EXERCISE: In this exercise, set down every entry that follows exactly as it appears.

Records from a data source
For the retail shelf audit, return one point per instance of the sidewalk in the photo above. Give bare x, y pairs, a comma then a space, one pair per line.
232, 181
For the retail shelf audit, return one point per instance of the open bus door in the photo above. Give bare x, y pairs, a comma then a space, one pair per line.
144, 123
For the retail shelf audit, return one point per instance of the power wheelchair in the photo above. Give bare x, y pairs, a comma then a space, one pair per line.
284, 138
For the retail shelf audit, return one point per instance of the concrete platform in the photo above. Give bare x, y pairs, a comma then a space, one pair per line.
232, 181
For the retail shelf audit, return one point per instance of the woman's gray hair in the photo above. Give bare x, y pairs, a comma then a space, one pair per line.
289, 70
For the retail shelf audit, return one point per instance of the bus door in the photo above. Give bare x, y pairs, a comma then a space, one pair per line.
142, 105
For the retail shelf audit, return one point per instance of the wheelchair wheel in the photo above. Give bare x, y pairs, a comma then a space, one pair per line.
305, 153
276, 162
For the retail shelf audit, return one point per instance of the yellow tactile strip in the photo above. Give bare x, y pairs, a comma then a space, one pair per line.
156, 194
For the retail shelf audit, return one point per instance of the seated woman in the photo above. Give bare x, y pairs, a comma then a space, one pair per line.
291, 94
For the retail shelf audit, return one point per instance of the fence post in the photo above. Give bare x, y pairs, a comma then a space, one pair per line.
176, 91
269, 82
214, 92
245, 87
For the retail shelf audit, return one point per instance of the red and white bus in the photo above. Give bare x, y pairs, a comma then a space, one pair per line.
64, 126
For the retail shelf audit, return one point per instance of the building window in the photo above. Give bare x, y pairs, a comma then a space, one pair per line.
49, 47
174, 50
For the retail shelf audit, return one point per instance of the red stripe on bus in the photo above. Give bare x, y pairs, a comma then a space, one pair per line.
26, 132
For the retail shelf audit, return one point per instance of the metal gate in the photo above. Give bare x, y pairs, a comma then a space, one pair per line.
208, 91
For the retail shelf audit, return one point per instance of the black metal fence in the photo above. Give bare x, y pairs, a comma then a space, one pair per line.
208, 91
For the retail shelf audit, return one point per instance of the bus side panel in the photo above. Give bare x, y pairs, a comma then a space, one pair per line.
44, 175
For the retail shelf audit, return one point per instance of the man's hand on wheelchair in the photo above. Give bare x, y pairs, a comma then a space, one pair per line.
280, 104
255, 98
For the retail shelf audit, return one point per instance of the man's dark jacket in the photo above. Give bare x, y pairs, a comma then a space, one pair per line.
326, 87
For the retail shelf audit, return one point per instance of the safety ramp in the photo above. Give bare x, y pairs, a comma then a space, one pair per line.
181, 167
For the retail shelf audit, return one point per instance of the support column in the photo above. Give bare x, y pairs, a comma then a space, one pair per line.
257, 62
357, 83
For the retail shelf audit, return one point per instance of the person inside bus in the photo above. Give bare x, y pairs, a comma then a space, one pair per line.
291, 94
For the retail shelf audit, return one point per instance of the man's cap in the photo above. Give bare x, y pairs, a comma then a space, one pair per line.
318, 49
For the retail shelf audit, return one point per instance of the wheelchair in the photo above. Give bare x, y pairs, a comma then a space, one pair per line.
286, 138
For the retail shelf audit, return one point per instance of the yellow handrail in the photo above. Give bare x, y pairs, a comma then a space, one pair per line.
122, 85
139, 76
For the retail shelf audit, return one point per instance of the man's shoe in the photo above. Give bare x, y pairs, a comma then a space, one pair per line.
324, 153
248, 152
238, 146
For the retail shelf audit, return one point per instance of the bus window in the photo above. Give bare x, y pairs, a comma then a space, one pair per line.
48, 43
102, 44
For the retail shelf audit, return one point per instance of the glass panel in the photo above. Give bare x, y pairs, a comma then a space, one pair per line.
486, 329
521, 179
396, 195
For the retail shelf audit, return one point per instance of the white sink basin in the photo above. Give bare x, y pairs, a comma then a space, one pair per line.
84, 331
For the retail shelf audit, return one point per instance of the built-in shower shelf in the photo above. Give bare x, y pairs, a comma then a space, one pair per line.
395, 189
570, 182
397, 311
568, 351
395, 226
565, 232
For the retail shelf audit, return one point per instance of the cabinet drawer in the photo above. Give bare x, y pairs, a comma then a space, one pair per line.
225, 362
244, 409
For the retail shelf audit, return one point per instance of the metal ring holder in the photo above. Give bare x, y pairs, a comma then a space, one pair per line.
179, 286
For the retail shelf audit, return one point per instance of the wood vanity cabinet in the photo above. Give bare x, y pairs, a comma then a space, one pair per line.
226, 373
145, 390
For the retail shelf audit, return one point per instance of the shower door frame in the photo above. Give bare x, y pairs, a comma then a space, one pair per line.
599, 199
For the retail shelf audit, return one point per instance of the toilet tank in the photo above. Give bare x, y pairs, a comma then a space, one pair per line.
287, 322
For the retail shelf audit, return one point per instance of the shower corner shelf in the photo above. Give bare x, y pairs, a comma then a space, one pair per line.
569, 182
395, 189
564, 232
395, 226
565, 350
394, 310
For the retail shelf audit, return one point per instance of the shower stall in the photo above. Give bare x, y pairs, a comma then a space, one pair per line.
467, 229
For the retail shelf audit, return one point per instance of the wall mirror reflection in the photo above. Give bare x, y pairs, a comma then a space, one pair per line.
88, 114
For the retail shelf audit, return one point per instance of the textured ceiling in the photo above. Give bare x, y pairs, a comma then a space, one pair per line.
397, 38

WRITTEN ANSWER:
For the retail shelf audit, return one point per instance of the sidewalk in the photo above. Give bare x, y pairs, a comma then a space, one pair per line.
232, 181
For the retail shelf audit, return one point per instance of the open bus door in the photo above. Give bare x, y pairs, a comma then a space, one pair per line.
144, 123
For the retail shelf audit, return one point per instance of the power wheelchair in the photo above. Give bare x, y pairs, a comma then a space, one pair per line.
284, 138
For the retail shelf audit, return one point per instance of the concrete platform in the photo above. Give bare x, y pairs, a comma then a space, one pair per line.
232, 181
For the retail shelf audit, return one point per instance of the woman's gray hair in the photo above. Give bare x, y pairs, a comma then a space, one pair per line.
289, 70
For the retail shelf audit, return one point per instance of the bus door in the photo above. Give bare x, y pairs, a comma then a space, one pair per line.
142, 105
For the retail shelf audit, return one point per instance of the wheelchair wheel in the photo above. Give bare x, y pairs, a comma then a space, one pair per line.
305, 153
276, 162
For the retail shelf audit, return one point per instance of the yellow tactile strip in the photo above. Give bare x, y pairs, a comma then a space, one pair per line.
156, 194
For the retail shelf audit, return one point per instance of the seated woman in the photo above. Give bare x, y pairs, a comma then a space, one pair per line.
291, 94
For the retail shelf audit, return one point per instance of the fence post in the photo above. Give bare x, y pairs, a comma then a space, one pair per line.
176, 91
269, 82
214, 92
245, 87
For the retail shelf audit, return one point per instance of the red and white bus in the photo above. Give bare x, y pairs, a comma then a space, one pair per line.
64, 126
For the retail shelf audit, return one point per instance of the building window in the photo above. Give bare x, y pairs, a comma then a space, one pair per line.
49, 47
174, 50
For the retail shelf audit, return one point per instance of the red stripe on bus in the photo above. Give bare x, y pairs, a comma then a space, one pair per line.
26, 132
For the retail shelf audit, return one point per instance of the metal gate in the photo above. Give bare x, y pairs, a comma then a space, one pair per line.
208, 91
For the retail shelf audit, return one point per instance of the black metal fence in the photo above. Give bare x, y pairs, a comma then a space, one pair per line.
208, 91
For the retail shelf audit, return one point per instance of the bus side panel in the photo above. Give bare x, y pairs, a comma then a space, one pair per line.
44, 175
For the retail shelf audit, return one point per instance of the man's hand on wheelchair in the photo above. Give bare x, y pairs, a comma then a space, one pair per line.
280, 104
255, 98
For the retail shelf audit, return one point per instance of the man's dark jacket in the photo above. Give bare x, y pairs, a comma then a space, one pair per line.
326, 87
For the retail shelf audit, return one point per instance of the safety ramp in the photo above. Give bare x, y pairs, a comma then a space, one pair per line.
181, 167
For the retail shelf audit, return one point per instance of the support column in the photo above. Give bare x, y pairs, a comma then a space, one pair per line.
257, 62
357, 83
For the retail shelf audit, return one point per instance of the person inside bus in the photo above. Give bare x, y pairs, a comma then a space, one pair per line.
291, 94
For the retail shelf audit, return one point per instance of the man's cap in the photo above. Give bare x, y pairs, a comma then a space, one pair per line.
318, 49
For the retail shelf audit, return one point per instance of the wheelchair in the photo above. Give bare x, y pairs, a comma then a space, one pair per line.
286, 138
For the retail shelf audit, return one point per instance of the yellow handrail in the photo above. Give bare x, y pairs, a comma then a space, one pair per line.
122, 85
139, 76
For the retail shelf audit, return one point per instance of the man's shoe in the photo above. Give bare x, y pairs, a comma then a space, one pair per line.
324, 153
248, 152
238, 146
For the retail shelf audit, return one point per instance of the bus window in the photo above. Give bare x, y pairs, a comma then a space, one pair per line.
48, 43
102, 44
For the retail shelf audit, return one point per instance of the glass panel in the photo above. Give bare x, y pairs, a comma then a space, one pair per line.
486, 329
521, 179
396, 195
For the retail shelf audit, return one point per instance of the white sink basin in the photo above. Give bare x, y pairs, a comma then a space, one pair per line.
84, 331
For the retail shelf audit, return one point per instance of the built-in shower shelf in the photo above. Give bare x, y pairs, a comma then a space, one pair per line.
395, 189
570, 182
397, 311
568, 351
395, 226
565, 232
For the retail shelf audit, return one point per instance of the cabinet drawer in the photo above. Give bare x, y pairs, a comma then a space, one pair per line.
225, 362
244, 409
For the retail shelf audit, return one point per instance of the metal ring holder in the photo above. Give bare x, y pairs, a comma then a space, one pair per line.
179, 286
For the retail shelf audit, return one point per instance of the wood vanity cabinet in the photo above. Give bare x, y pairs, a comma then a space, one pair per line.
226, 373
145, 390
For the retail shelf audit, return one point per instance of the shower door frame in the photo above. Give bare x, y pairs, a comma then a space, one pair per line.
599, 199
For the retail shelf audit, return one point per instance of the toilet tank in the photo above. Give bare x, y pairs, a comma then a space, one pair per line.
287, 322
For the retail shelf audit, return one point per instance of the shower corner shelf in the photo above. Give bare x, y pairs, a comma then a space, one pair per line.
569, 182
395, 189
564, 232
395, 226
565, 350
394, 310
For the retail shelf audit, return one point per instance of the shower stall in the photo above. Give bare x, y pairs, a comma then a space, one pair per line.
467, 229
For the retail shelf audit, return one point per instance of the wall mirror reflection in the photo above. Give bare x, y pairs, a comma then a space, one pair per line.
88, 114
For the retail shelf audit, return one point per instance of the textured ceiling in the photo above. Give bare x, y pairs, a comma then a space, one pair per line.
397, 38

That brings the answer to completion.